■ What is being asked ■
Repeat each entry in full, exactly.

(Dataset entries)
============
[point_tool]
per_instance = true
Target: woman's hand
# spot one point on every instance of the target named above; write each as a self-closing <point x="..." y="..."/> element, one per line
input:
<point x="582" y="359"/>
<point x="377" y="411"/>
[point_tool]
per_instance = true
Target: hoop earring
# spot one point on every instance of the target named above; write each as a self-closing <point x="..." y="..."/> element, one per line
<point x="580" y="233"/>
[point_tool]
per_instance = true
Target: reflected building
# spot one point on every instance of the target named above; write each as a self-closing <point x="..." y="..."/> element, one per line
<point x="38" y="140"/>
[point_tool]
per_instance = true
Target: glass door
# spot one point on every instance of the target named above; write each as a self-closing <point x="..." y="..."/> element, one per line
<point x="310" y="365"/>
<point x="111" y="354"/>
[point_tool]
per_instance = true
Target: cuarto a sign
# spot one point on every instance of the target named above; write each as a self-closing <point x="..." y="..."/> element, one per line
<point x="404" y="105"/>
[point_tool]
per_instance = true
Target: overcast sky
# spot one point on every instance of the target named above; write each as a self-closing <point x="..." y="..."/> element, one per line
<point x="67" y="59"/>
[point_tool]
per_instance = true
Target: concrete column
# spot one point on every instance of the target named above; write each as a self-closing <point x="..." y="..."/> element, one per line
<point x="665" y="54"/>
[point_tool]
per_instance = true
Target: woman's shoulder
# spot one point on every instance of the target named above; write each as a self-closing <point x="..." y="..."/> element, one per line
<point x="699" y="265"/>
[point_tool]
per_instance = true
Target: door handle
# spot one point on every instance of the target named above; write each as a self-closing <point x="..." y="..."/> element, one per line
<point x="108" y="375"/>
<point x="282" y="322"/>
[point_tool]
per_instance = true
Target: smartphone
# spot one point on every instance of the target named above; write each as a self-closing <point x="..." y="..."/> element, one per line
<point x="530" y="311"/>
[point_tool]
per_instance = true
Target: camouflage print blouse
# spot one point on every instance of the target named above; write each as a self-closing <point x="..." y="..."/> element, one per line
============
■ Task answer ■
[point_tool]
per_instance = true
Target: woman's hand
# spot one point on every instance of the target named above; write each as a self-closing <point x="..." y="..."/> element, one per line
input:
<point x="582" y="359"/>
<point x="377" y="411"/>
[point_tool]
per_instance = true
Target: hoop earring
# spot one point on every instance of the target named above; write each as a self-closing <point x="..." y="..."/> element, one per line
<point x="580" y="233"/>
[point_tool]
per_instance = true
Target: reflected building
# spot one point on every instance of the target named above; write each as a self-closing <point x="..." y="..."/> element, one per line
<point x="38" y="140"/>
[point_tool]
per_instance = true
Target: glass door
# spot one point on every instance of the target named above; write each as a self-closing <point x="..." y="..."/> element, one per line
<point x="310" y="365"/>
<point x="111" y="354"/>
[point_tool]
per_instance = true
Target: cuarto a sign
# spot one point on every instance of the target named above; write each as a self-closing <point x="..." y="..."/> element, one per line
<point x="404" y="105"/>
[point_tool]
per_instance = true
Target: overcast sky
# spot one point on every instance of the target named above; write each as a self-closing <point x="..." y="..."/> element, one per line
<point x="67" y="59"/>
[point_tool]
per_instance = true
Target: concrete column
# spot one point on every instance of the target named above; write each as a self-closing <point x="..." y="..."/> element, one per line
<point x="665" y="54"/>
[point_tool]
per_instance = true
Target: woman's shoulder
# spot one point on every instance of the target named above; write each as a self-closing <point x="..." y="..."/> element, one per line
<point x="699" y="265"/>
[point_tool]
per_instance = true
Target: door handle
# spot one point on every instance of the target named above; write each as a self-closing <point x="..." y="..."/> element, one per line
<point x="108" y="375"/>
<point x="282" y="322"/>
[point_tool]
per_instance = true
Target: smartphone
# spot one point on every instance of the target named above; write each as a self-closing <point x="..." y="..."/> element, one per line
<point x="530" y="311"/>
[point_tool]
per_instance = true
Target: camouflage print blouse
# spot one point on every instance of the target named above; write each as a self-closing <point x="..." y="..."/> element, one per line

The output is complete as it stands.